JOB:
How many lines in the listing below contain the word "lake"? Reply with the number only.

___ RECORDS FOR THIS EXERCISE ___

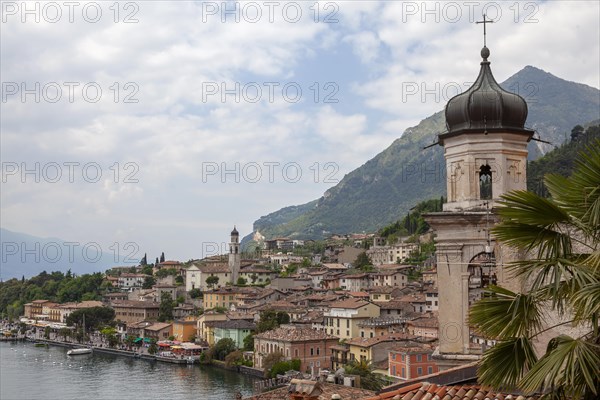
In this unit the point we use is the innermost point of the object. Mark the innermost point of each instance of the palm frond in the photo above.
(502, 313)
(573, 364)
(506, 363)
(532, 222)
(579, 195)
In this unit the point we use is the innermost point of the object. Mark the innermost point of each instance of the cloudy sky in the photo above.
(165, 123)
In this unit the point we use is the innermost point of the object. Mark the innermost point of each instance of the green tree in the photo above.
(270, 360)
(129, 341)
(362, 261)
(281, 367)
(576, 132)
(249, 343)
(165, 309)
(223, 347)
(153, 348)
(147, 269)
(253, 278)
(212, 280)
(149, 281)
(95, 317)
(234, 358)
(270, 319)
(561, 235)
(368, 379)
(64, 332)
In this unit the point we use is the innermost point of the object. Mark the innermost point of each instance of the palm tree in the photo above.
(561, 237)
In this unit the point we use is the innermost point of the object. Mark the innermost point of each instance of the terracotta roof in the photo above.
(135, 304)
(359, 294)
(424, 322)
(431, 391)
(368, 342)
(289, 333)
(214, 268)
(382, 289)
(414, 298)
(235, 324)
(327, 390)
(157, 326)
(170, 262)
(352, 303)
(83, 304)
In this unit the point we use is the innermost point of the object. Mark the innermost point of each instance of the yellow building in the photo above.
(184, 329)
(205, 328)
(374, 349)
(225, 297)
(344, 317)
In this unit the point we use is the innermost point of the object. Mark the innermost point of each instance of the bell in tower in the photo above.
(485, 148)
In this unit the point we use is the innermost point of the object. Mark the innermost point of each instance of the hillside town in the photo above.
(413, 314)
(331, 312)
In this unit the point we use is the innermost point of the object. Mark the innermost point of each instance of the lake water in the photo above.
(29, 372)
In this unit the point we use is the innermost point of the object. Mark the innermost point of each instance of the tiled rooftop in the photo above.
(327, 390)
(289, 333)
(351, 303)
(431, 391)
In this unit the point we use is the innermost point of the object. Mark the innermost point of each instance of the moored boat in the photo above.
(79, 351)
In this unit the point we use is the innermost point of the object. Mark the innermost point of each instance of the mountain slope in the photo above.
(385, 187)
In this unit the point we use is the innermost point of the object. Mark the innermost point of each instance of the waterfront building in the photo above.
(375, 349)
(66, 309)
(381, 254)
(196, 274)
(344, 316)
(184, 329)
(31, 310)
(411, 362)
(130, 311)
(311, 347)
(131, 282)
(236, 330)
(205, 328)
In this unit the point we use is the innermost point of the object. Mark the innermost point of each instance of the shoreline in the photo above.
(255, 373)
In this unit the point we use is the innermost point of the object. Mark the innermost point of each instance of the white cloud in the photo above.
(380, 50)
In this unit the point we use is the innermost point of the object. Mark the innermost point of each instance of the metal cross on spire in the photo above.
(484, 31)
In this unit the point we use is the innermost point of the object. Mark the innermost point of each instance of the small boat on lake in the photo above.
(79, 351)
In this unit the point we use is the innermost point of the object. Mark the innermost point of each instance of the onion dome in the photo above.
(485, 106)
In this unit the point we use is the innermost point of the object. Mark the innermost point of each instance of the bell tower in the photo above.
(485, 148)
(234, 255)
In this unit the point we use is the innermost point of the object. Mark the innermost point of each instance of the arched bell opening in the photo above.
(482, 273)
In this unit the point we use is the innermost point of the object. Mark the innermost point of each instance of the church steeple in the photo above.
(485, 148)
(485, 106)
(234, 255)
(485, 143)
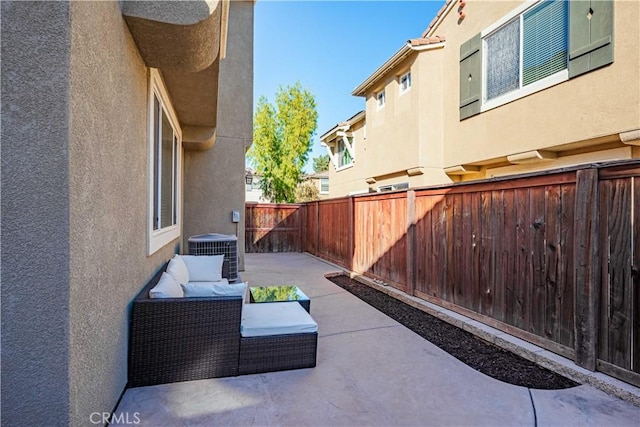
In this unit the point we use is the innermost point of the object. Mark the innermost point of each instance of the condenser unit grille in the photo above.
(218, 244)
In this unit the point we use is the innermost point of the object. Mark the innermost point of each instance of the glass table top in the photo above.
(277, 293)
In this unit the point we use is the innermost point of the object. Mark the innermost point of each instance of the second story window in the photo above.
(380, 99)
(324, 185)
(344, 157)
(527, 49)
(405, 82)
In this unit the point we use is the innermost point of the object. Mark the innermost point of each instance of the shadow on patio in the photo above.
(370, 371)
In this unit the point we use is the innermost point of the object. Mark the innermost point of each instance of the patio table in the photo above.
(264, 294)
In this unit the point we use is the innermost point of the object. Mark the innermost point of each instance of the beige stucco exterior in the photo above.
(418, 137)
(580, 119)
(75, 180)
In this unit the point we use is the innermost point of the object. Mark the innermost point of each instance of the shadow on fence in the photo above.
(550, 257)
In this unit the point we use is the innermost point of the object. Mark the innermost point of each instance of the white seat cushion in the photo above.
(214, 289)
(276, 318)
(167, 287)
(178, 269)
(204, 268)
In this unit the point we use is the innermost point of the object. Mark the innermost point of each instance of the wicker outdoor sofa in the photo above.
(184, 339)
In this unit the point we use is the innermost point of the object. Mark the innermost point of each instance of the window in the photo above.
(380, 99)
(405, 82)
(393, 187)
(344, 156)
(537, 45)
(324, 185)
(527, 49)
(165, 154)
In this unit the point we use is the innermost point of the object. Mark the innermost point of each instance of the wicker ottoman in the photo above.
(276, 337)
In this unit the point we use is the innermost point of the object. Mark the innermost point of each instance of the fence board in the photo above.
(615, 337)
(537, 289)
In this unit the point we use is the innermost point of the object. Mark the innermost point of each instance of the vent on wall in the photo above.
(218, 244)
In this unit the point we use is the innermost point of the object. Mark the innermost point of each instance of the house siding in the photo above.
(75, 176)
(108, 203)
(207, 179)
(588, 110)
(35, 213)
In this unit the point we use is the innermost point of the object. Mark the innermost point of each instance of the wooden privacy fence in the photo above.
(551, 257)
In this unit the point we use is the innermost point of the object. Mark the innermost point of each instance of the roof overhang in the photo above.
(412, 45)
(342, 126)
(185, 41)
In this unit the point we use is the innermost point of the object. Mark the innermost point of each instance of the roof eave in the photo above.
(392, 62)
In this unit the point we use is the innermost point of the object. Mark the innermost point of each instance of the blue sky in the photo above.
(330, 47)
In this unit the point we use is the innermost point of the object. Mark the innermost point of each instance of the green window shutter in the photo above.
(590, 35)
(470, 77)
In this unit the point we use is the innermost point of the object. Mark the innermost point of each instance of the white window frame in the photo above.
(381, 99)
(552, 80)
(156, 239)
(348, 149)
(406, 76)
(393, 187)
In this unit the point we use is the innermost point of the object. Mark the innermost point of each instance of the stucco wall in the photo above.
(214, 179)
(35, 227)
(393, 129)
(108, 203)
(600, 103)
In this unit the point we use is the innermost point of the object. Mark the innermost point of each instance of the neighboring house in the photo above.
(498, 88)
(124, 131)
(321, 182)
(253, 192)
(345, 144)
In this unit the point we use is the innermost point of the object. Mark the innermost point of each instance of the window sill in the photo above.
(341, 168)
(160, 238)
(545, 83)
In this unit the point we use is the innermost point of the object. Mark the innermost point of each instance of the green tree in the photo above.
(307, 191)
(282, 140)
(321, 163)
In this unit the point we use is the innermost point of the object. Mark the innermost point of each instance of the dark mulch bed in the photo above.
(466, 347)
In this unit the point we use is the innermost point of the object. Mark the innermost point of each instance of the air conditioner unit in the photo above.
(218, 244)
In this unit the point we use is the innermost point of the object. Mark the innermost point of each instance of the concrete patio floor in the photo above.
(371, 371)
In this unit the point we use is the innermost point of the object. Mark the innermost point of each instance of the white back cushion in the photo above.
(178, 269)
(198, 289)
(167, 287)
(203, 268)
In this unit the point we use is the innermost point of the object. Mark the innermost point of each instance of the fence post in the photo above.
(317, 229)
(586, 268)
(352, 232)
(411, 240)
(302, 216)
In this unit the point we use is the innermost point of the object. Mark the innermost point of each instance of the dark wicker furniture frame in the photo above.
(185, 339)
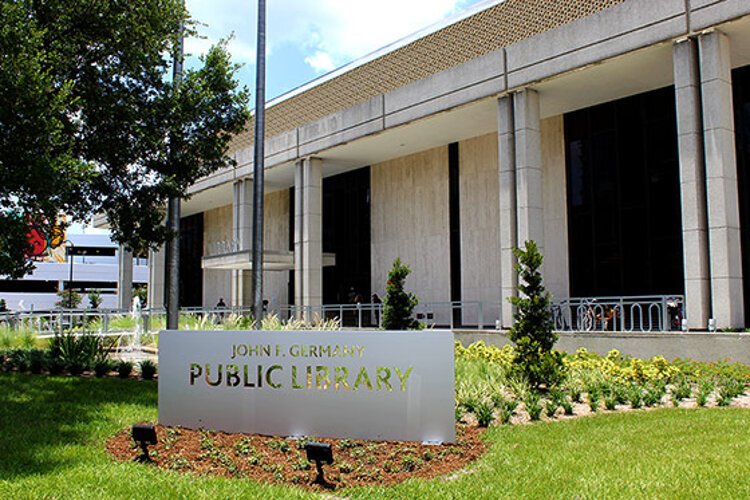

___

SOLVED PROBLEM:
2